(Extracted information Opens)
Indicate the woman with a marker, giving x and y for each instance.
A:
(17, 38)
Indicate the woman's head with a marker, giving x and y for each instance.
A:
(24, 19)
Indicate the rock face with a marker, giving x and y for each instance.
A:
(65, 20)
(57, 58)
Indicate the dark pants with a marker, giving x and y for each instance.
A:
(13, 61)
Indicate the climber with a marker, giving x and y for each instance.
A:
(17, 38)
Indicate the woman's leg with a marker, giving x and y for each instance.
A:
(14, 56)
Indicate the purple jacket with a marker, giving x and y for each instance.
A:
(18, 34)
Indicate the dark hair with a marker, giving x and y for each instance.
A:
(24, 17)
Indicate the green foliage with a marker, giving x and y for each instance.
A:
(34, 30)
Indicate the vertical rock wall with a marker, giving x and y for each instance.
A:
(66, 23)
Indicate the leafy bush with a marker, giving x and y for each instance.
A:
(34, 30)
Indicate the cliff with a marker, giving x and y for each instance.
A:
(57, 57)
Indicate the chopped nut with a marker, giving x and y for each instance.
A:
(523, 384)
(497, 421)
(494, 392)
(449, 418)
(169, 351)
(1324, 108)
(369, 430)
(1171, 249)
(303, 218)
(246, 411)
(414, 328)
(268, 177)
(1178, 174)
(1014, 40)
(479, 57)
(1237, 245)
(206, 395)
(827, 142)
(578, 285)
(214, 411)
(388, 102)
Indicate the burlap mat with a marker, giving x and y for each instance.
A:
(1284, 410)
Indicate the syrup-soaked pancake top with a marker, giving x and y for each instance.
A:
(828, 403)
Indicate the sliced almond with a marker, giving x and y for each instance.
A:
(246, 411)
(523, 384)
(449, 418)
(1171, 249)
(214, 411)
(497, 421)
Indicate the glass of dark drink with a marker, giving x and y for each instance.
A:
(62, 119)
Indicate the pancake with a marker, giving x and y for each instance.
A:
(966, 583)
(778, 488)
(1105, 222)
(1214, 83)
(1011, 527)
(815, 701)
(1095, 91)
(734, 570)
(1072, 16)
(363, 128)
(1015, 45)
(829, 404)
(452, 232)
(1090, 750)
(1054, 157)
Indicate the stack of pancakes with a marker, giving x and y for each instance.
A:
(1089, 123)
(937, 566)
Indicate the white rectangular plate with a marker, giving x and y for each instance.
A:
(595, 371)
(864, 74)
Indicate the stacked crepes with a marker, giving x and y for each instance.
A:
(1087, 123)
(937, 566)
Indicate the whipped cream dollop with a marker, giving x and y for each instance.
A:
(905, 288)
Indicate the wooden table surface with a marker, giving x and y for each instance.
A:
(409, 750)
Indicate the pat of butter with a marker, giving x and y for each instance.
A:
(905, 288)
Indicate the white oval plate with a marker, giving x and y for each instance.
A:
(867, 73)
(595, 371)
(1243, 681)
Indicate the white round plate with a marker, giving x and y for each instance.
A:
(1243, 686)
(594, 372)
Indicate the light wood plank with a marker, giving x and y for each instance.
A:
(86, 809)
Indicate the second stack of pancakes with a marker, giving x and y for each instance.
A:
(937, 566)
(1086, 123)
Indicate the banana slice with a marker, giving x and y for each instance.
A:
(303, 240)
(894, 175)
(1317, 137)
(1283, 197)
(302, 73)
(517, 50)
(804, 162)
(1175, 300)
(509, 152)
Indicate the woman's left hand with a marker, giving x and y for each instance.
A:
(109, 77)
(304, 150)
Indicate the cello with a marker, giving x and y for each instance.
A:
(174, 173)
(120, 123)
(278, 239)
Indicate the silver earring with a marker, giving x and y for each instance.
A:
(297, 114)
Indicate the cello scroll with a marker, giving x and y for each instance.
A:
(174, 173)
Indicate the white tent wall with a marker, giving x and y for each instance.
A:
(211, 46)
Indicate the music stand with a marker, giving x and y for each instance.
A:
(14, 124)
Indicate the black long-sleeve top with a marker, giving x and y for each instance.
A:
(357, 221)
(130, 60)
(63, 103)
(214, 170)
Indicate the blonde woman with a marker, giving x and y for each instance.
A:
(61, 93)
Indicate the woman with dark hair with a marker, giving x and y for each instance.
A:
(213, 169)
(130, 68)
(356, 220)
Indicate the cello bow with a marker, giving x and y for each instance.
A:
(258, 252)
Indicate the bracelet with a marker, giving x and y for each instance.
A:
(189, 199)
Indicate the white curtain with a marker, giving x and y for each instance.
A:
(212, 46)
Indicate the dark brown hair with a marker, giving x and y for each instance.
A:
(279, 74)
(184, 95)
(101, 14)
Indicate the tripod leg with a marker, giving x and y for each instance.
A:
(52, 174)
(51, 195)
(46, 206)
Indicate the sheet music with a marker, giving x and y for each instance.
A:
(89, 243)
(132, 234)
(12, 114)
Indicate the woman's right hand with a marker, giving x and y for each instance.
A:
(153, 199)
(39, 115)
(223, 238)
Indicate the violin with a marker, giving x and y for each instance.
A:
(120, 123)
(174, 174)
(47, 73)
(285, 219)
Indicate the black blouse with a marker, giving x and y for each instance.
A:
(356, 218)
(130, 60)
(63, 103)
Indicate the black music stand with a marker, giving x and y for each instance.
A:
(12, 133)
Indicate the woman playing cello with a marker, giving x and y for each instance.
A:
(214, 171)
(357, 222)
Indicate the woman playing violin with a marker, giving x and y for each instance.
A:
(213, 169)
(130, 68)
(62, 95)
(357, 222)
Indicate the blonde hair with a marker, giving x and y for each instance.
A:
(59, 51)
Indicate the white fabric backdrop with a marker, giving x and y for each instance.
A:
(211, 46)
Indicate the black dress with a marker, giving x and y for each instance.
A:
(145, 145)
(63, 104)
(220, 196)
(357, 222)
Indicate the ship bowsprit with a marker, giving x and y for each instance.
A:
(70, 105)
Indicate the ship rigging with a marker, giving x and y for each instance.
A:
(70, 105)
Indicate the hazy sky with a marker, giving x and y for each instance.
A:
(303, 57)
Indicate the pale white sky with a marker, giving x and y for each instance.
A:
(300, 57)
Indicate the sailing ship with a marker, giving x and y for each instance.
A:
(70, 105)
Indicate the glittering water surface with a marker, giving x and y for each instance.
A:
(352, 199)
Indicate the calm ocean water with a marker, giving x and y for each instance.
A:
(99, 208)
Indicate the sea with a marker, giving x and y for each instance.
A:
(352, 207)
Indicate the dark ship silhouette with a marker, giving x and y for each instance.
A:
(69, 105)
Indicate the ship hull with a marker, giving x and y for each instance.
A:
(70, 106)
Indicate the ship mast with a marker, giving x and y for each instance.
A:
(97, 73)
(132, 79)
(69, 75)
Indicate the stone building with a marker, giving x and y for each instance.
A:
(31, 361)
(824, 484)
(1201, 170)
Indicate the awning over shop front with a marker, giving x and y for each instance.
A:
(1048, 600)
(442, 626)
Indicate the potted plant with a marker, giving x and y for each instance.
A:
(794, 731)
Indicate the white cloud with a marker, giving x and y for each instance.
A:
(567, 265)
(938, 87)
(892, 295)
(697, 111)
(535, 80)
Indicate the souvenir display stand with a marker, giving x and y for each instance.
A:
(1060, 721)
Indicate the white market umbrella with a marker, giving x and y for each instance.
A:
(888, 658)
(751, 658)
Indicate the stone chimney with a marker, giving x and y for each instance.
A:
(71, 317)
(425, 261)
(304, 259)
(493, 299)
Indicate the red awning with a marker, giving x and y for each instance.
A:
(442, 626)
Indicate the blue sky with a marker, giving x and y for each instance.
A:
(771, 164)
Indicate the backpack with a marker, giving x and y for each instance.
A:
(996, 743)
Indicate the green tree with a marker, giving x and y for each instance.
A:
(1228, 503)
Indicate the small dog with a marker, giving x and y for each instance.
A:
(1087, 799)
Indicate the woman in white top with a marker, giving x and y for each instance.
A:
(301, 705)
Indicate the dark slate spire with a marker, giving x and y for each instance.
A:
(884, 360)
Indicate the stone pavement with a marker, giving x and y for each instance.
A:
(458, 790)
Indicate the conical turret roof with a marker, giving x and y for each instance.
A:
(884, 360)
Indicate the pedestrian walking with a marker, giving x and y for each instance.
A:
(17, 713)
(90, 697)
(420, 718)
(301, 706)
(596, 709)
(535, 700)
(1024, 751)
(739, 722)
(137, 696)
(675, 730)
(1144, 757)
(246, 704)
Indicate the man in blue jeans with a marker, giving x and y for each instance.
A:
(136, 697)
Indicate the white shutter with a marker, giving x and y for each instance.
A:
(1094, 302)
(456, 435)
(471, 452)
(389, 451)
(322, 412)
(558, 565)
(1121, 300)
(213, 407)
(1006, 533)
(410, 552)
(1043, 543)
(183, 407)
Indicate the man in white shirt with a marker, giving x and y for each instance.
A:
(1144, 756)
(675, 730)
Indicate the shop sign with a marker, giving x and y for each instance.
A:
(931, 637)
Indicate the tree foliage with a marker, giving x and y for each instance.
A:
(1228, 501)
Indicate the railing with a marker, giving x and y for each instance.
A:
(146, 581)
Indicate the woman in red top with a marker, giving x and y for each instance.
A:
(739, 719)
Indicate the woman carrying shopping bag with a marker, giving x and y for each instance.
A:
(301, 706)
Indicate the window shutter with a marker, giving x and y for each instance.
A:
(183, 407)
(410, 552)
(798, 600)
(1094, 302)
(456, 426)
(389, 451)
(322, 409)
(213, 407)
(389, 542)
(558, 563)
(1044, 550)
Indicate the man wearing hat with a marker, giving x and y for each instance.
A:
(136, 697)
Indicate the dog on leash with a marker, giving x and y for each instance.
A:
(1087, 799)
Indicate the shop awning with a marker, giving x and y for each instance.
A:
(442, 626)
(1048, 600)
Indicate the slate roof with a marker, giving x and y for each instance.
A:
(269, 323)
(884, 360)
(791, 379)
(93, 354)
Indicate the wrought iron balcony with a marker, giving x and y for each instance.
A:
(Extracted information Closes)
• Action item: Keep only the lines from the one containing "Indicate the man wearing" through the final line of the records, and transcribe them exactly.

• Solution for this problem:
Indicate the man wearing hat with a marker, giving x and y for each instance.
A:
(136, 697)
Indicate the dog on leash with a marker, giving x and y for each instance.
A:
(1087, 799)
Indicate the shop awning with a marker, giving x and y for each instance.
A:
(442, 626)
(1048, 600)
Indicate the slate roof with a marker, giving x and y for each instance.
A:
(269, 323)
(884, 360)
(791, 379)
(93, 354)
Indicate the wrought iron balcony with a marker, giving x and y for each instance.
A:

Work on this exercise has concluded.